### About this exercise
Give the stretch of lines from the one containing "Inside every <instance>, optional" through the one containing "rough mask: <svg" as a JSON list of strings, one string per line, omitting blank lines.

### Extracted information
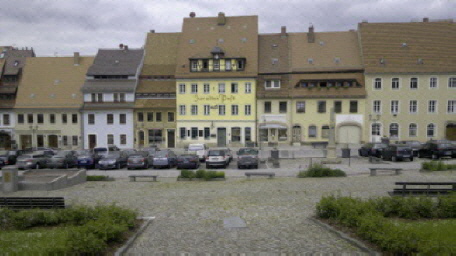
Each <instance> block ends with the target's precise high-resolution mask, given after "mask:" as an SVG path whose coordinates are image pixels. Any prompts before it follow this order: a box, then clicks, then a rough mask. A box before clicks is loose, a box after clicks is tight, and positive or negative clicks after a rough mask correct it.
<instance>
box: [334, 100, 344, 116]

* * *

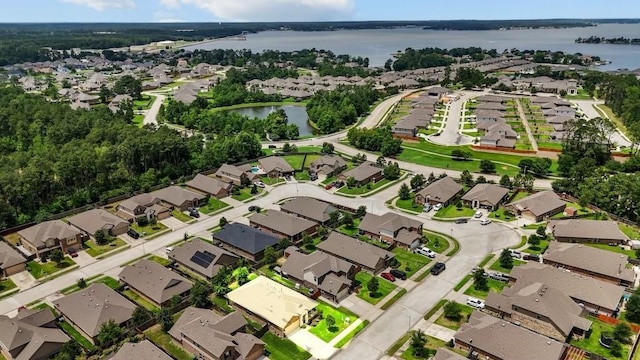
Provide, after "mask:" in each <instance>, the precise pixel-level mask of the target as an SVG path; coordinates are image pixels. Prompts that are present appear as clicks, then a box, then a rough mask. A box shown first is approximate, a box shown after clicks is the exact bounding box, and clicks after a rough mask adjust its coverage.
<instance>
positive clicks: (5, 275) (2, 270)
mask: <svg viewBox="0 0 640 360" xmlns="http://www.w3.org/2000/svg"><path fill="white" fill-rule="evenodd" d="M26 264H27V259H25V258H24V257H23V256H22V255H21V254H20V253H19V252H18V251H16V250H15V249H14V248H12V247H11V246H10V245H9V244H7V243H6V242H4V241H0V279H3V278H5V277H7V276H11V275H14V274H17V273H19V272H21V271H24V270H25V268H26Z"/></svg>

...

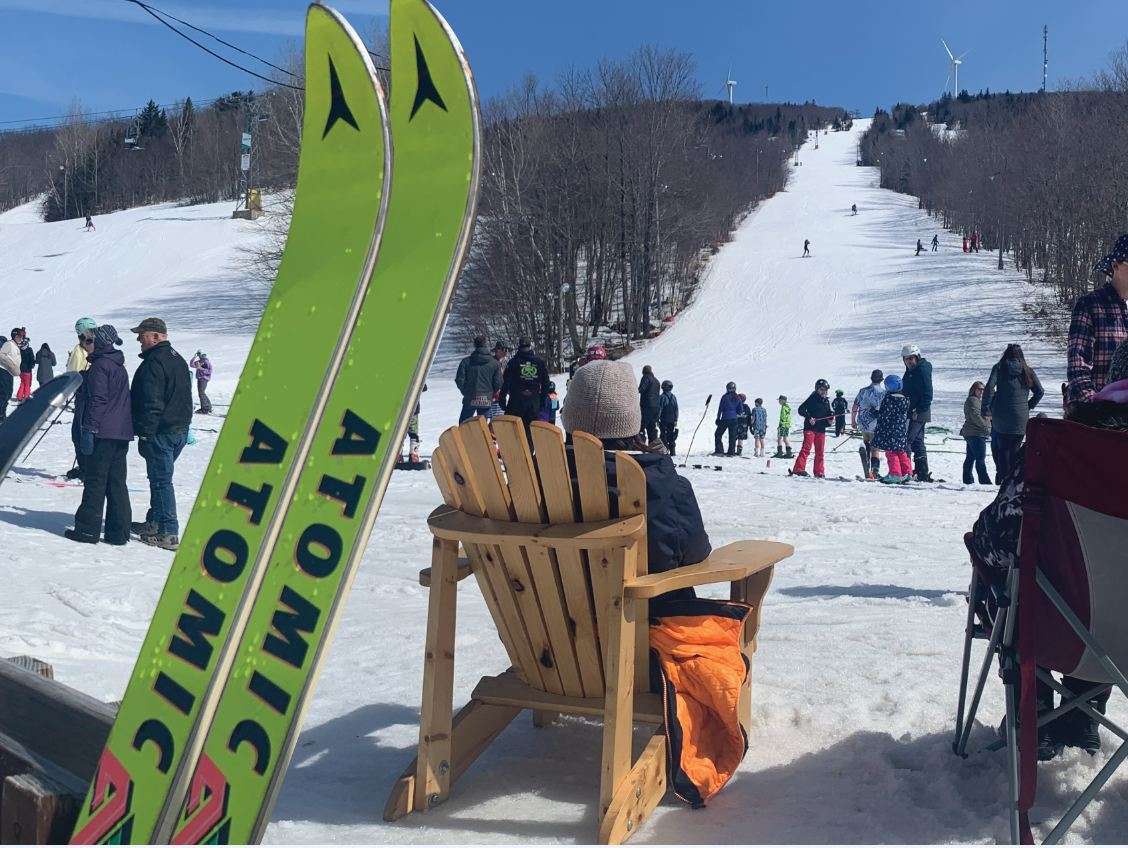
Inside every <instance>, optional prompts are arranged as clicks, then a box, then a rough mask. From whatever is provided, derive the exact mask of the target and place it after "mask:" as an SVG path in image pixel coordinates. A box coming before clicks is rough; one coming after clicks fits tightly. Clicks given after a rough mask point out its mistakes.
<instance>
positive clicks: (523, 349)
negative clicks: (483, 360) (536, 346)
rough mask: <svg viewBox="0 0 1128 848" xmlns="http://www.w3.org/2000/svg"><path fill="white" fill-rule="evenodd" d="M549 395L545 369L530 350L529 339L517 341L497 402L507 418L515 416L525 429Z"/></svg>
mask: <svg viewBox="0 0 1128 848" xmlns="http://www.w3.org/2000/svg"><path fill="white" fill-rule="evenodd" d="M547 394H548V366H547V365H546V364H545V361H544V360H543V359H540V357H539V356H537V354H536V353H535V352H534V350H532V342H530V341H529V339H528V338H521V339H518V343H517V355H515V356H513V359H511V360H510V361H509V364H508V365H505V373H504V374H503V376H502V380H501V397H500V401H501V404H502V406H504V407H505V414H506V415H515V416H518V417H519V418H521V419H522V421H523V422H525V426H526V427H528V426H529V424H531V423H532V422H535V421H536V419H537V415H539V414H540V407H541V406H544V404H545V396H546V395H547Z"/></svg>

### Solution to this problem
[
  "Inside every <instance>, optional prompts are arranged as clicks, then a box, then a rough mask. From whatever is provided, derive the exact mask of the target and place it after \"mask:\" as an SVG path in image pixel coordinates. A box coming before clicks is rough; one coming after clicks fits tightly. Clicks given after a rough mask point out its mistakes.",
  "<instance>",
  "positive clicks: (523, 349)",
  "negative clicks: (483, 360) (536, 346)",
  "rough mask: <svg viewBox=\"0 0 1128 848\" xmlns=\"http://www.w3.org/2000/svg\"><path fill=\"white\" fill-rule=\"evenodd\" d=\"M549 395L545 369L530 350L529 339L517 341L497 402L507 418L515 416L525 429Z\"/></svg>"
]